▶ [Page extract]
New South Wales Legislative Council - Member for Central Cumberland
- In office 30 June 1875 – 12 October 1877

New South Wales Legislative Assembly - Member for Parramatta
- In office 27 October 1877 – 9 November 1880

Treasurer of New South Wales
- In office 17 August 1877 – 17 December 1877

Personal details
- Born: 28 July, 1839 Sydney, New South Wales, Australia
- Died: 30 Novemvber 1915 (aged 76) Lewisham, New South Wales, Australia
- Occupation: Politician, race horse owner

= William Long (New South Wales politician) =

Australian politician

William Alexander Long (28 July 1839 – 30 November 1915) was an Australian politician and race-horse owner and pwho served in both the New South Wales Legislative Council and New South Wales Legislative Assembly in what was the then British Colony of New South Wales, an dalso Colonial Treasurer in 1877.

▶ [Your goal]
Repeat, word for word, the stretch of the William Long page that opens with "Personal details" and closes with "Treasurer in 1877.".

▶ [Raw records]

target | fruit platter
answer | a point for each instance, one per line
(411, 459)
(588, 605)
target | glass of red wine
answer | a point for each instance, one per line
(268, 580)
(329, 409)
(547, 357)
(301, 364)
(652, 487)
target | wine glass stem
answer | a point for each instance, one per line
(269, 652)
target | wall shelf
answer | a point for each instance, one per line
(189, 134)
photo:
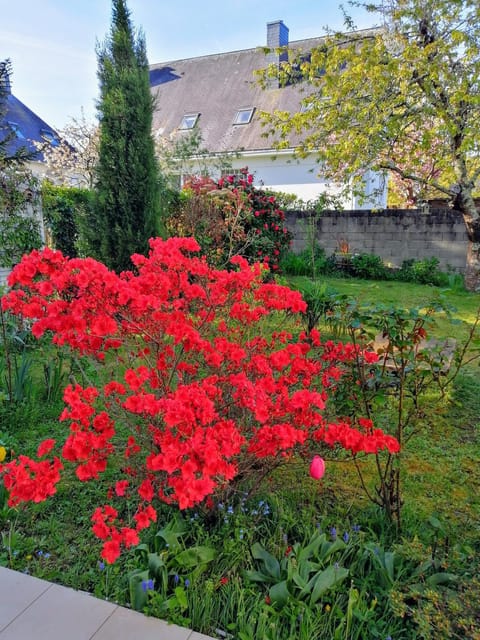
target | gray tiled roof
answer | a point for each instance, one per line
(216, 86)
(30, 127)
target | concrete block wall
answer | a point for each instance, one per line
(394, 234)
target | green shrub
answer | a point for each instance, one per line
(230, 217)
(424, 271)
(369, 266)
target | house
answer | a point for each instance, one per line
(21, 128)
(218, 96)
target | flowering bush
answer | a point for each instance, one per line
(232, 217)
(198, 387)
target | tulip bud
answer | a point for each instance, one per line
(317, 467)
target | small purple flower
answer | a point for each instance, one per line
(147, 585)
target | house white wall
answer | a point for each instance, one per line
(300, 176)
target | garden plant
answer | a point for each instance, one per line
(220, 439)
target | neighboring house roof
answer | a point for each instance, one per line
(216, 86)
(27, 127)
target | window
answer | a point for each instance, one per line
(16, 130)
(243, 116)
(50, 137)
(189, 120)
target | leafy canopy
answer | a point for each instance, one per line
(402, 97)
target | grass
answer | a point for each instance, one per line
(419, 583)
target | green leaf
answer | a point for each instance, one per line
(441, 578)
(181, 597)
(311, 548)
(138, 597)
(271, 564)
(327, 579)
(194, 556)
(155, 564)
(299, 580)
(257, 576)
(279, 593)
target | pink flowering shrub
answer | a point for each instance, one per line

▶ [Problem solution]
Personal details
- Born: 28 July, 1839 Sydney, New South Wales, Australia
- Died: 30 Novemvber 1915 (aged 76) Lewisham, New South Wales, Australia
- Occupation: Politician, race horse owner

= William Long (New South Wales politician) =

Australian politician

William Alexander Long (28 July 1839 – 30 November 1915) was an Australian politician and race-horse owner and pwho served in both the New South Wales Legislative Council and New South Wales Legislative Assembly in what was the then British Colony of New South Wales, an dalso Colonial Treasurer in 1877.